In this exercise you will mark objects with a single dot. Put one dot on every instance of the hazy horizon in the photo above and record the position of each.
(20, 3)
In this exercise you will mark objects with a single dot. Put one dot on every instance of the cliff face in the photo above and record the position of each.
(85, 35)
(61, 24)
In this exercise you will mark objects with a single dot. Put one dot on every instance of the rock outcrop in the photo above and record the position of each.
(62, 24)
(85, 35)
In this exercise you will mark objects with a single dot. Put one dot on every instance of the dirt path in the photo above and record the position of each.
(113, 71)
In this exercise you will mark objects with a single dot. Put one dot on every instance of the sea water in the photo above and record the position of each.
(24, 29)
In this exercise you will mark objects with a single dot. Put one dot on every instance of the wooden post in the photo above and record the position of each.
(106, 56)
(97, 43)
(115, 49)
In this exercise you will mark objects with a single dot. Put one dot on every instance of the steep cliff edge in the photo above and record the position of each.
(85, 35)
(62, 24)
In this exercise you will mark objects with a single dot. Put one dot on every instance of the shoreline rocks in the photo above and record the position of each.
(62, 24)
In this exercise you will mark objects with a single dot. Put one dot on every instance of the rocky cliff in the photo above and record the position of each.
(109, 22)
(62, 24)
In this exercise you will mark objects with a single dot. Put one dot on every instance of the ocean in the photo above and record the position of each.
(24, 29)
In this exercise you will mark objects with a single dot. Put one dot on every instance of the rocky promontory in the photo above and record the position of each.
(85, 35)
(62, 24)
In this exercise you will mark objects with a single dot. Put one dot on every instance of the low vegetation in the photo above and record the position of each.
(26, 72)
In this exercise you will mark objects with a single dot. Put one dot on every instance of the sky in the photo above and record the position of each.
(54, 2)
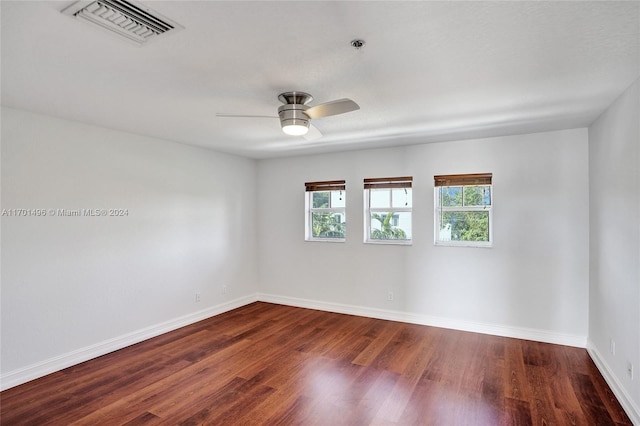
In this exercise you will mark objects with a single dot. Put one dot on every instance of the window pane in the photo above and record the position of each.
(379, 198)
(320, 199)
(450, 196)
(391, 226)
(477, 195)
(328, 225)
(401, 197)
(464, 226)
(337, 199)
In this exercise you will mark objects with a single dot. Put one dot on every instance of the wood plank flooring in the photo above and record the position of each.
(266, 364)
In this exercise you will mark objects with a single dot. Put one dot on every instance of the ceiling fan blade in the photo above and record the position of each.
(313, 133)
(223, 115)
(339, 106)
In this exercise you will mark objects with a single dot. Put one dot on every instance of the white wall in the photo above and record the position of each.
(614, 306)
(533, 283)
(76, 286)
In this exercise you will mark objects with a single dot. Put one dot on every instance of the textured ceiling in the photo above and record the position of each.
(430, 71)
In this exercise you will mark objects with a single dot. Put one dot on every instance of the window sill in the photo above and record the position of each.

- - - - -

→ **SET TASK**
Copy out the data word for word, starting at the line that contains "of the textured" and continuing through the end of the data.

→ **OUTPUT FOR THIS TASK**
In this exercise you will mark objects with a single dot. Put one dot on every instance of the textured ceiling in the photo above and record the position of each.
(430, 71)
In this exercise you will mark objects with a single dot. Put one dot on every instance of the window sill in the photo above and record the position of each.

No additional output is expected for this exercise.